* **What you need to do**
Print the data below verbatim, minus images.

::: Provided data :::

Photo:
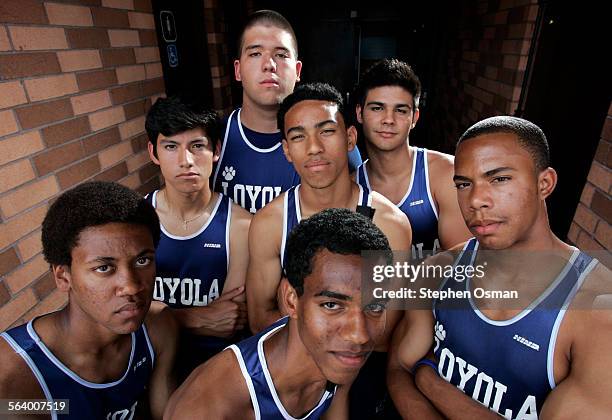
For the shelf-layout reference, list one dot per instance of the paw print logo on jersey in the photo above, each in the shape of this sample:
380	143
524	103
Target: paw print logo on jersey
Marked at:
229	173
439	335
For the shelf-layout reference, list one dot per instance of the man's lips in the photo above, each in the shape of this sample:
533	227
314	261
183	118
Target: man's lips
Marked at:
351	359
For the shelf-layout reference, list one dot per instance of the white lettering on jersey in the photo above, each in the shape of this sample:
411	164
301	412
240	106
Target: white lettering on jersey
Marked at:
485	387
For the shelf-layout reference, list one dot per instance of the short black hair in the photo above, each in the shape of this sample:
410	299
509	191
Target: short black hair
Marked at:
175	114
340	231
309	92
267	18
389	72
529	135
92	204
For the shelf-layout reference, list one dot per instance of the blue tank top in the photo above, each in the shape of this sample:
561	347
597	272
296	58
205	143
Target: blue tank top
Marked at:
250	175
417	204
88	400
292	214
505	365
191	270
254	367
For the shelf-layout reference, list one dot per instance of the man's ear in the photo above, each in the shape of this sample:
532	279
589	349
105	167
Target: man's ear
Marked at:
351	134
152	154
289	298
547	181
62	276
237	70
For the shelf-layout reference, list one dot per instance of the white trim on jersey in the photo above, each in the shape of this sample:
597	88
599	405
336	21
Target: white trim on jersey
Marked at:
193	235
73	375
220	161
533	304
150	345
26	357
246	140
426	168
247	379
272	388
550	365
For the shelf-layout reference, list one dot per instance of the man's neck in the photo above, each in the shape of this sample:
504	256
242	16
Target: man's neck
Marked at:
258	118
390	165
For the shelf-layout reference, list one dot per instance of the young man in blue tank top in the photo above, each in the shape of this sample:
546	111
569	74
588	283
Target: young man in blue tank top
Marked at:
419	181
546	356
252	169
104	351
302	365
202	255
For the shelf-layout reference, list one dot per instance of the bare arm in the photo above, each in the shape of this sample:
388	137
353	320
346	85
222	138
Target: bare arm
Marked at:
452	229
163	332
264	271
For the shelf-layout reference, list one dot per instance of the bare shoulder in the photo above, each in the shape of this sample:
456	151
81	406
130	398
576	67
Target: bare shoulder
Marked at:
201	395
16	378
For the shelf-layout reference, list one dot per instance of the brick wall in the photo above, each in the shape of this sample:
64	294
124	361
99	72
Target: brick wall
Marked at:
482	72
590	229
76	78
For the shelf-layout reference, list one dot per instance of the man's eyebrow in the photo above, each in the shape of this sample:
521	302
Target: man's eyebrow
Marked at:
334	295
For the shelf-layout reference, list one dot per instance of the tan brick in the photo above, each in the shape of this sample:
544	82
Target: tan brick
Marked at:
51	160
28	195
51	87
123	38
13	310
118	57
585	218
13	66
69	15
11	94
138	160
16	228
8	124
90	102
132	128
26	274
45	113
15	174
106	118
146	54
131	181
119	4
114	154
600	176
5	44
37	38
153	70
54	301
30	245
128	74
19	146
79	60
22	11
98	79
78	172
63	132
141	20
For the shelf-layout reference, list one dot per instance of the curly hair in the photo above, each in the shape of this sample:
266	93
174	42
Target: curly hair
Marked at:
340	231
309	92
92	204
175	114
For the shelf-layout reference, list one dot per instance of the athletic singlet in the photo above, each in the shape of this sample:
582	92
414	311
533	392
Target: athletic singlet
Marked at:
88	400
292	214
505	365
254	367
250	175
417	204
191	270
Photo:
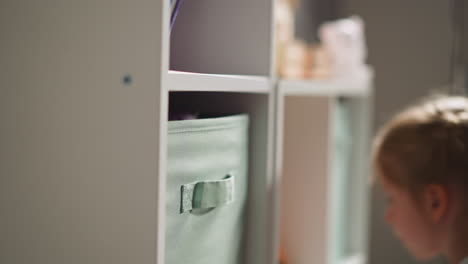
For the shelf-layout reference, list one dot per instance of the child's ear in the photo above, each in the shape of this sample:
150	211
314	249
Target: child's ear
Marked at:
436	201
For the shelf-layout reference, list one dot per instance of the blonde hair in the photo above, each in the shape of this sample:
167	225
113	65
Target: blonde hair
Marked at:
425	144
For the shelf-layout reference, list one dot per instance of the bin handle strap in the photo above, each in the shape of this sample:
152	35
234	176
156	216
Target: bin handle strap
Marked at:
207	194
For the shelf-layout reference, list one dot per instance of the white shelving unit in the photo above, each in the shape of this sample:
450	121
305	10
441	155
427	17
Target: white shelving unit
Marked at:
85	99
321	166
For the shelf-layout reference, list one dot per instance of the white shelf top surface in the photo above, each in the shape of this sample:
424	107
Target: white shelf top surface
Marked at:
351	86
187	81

:::

* **Answer**
Photo:
For the shelf-layout reference, list one dot per instance of the paw print logo on jersey in the photo above, each in the shape of this sample:
380	143
524	103
Target: paw print logo on jersey
Marked at:
229	173
439	335
For the shelf-layout reference, list one dot per instance of the man's lips in the photo above, each in the shape of this sample:
533	227
314	261
183	118
Target: man's lips
Marked at:
351	359
For the shelf-layout reference, list one dot per instance of the white lettering on jersey in the photo above, each in the shape of this sample:
411	164
301	412
240	106
Target: white lettering on jersey
Marked at:
485	387
For the shelf-layout reference, list one dot per instance of the short black hair in the photo above, each in the shape of this sample:
410	299
509	191
Target: short black hair
Marked at:
175	114
340	231
309	92
267	18
389	72
529	135
92	204
For the shelf-layout reference, list one dot per instance of the blue tank top in the photo above, each in the shape of this sample:
561	347
597	272
296	58
205	143
Target: blue tank top
Marked at:
250	175
417	204
88	400
292	214
505	365
191	270
254	367
For the shelf-layout reference, list one dot per instance of the man's ear in the photo above, each in the shape of this sample:
532	279
589	349
105	167
Target: man's ear
Marked at:
351	134
152	154
289	298
547	181
62	276
237	70
For the shelf-layout reference, list one dot per instance of the white trim on jersey in the photo above, each in the shape of this sample:
597	88
599	405
336	21
Target: white trim on jersey
Marked at:
193	235
73	375
220	161
533	304
150	345
26	357
246	140
426	168
247	379
272	388
550	365
For the shelf-layout reference, list one dot per instance of the man's neck in the photo above, each in the shape of this sample:
504	256
242	16
Target: man's neck
Marked at:
258	118
390	165
For the shelf-layout reference, list one dot per instance of the young man in blue tank top in the photo above, each in the shape of this sample:
546	111
569	74
588	283
Target: young man in blue tank top
Marked at:
419	181
546	356
252	169
104	351
302	365
202	255
For the shelf-layout reference, list one dot per instance of the bare arm in the photo above, each in the shape of this sample:
388	137
353	320
346	85
222	138
Target: bare arm
Marked at:
452	229
163	332
264	271
For the shelf-layout reference, list one dot per instance of the bare shoulder in the photo above, each in the shape of this sample:
456	151
81	406
130	398
576	67
Target: bare shoulder
Marked at:
201	395
16	378
For the shelf-layout reference, list one dot per instance of the brick wall in the photo above, each in the shape of this sample:
64	294
124	361
99	72
Target: brick wall
Marked at:
482	72
590	229
76	78
For the shelf-layout reference, list one dot per instance of the man's eyebrow in the photo above, each in the shape of this sample:
521	302
Target: man's eyebrow
Marked at:
334	295
For the shelf-layout reference, list one dot per instance of the tan brick in the photo above, each in the shape of this sample:
544	82
Target: tan brick
Marked at:
51	160
28	195
51	87
123	38
13	310
118	57
585	218
13	66
69	15
11	94
138	160
16	228
8	124
90	102
132	128
26	274
45	113
15	174
106	118
146	54
131	181
119	4
114	154
600	176
5	44
37	38
153	70
54	301
30	245
128	74
19	146
79	60
22	11
98	79
78	172
63	132
141	20
For the shelf-layout reference, list one dot per instance of the curly hair in the photo above, each in the shape of this sample:
266	93
174	42
Target: curly hair
Marked at:
340	231
309	92
92	204
175	114
For the shelf-layout reference, list one dot per instance of the athletic singlet in the photo above, each in the shape of this sample:
582	92
414	311
533	392
Target: athletic singlet
Marked at:
88	400
292	214
505	365
254	367
250	175
417	204
191	270
Photo:
For the shelf-layout reference, list one dot per instance of the child's ear in the photo above, each in the shape of this sample:
150	211
314	249
Target: child's ear
Marked at:
436	201
For the shelf-layout reference, list one dot per instance of the blonde hair in the photo above, each in the shape of this sample:
167	225
113	65
Target: blonde hair
Marked at:
425	144
For the shelf-layout reference, list one dot per instance of the bin handle strap in the photo above, each in the shape of this sample:
152	35
234	176
156	216
Target: bin handle strap
Marked at:
207	194
For the shelf-layout reference, list one dot per instance of the white shelving unit in the photo above, each in the shape of this sample:
450	121
305	10
441	155
427	17
Target: white shelving unit
Marked at:
85	99
321	166
For the shelf-layout reference, list one dot per instance of the white shelf top surface in the photo above, each in the shape of this sample:
424	107
Target: white shelf top surface
Marked at:
351	86
187	81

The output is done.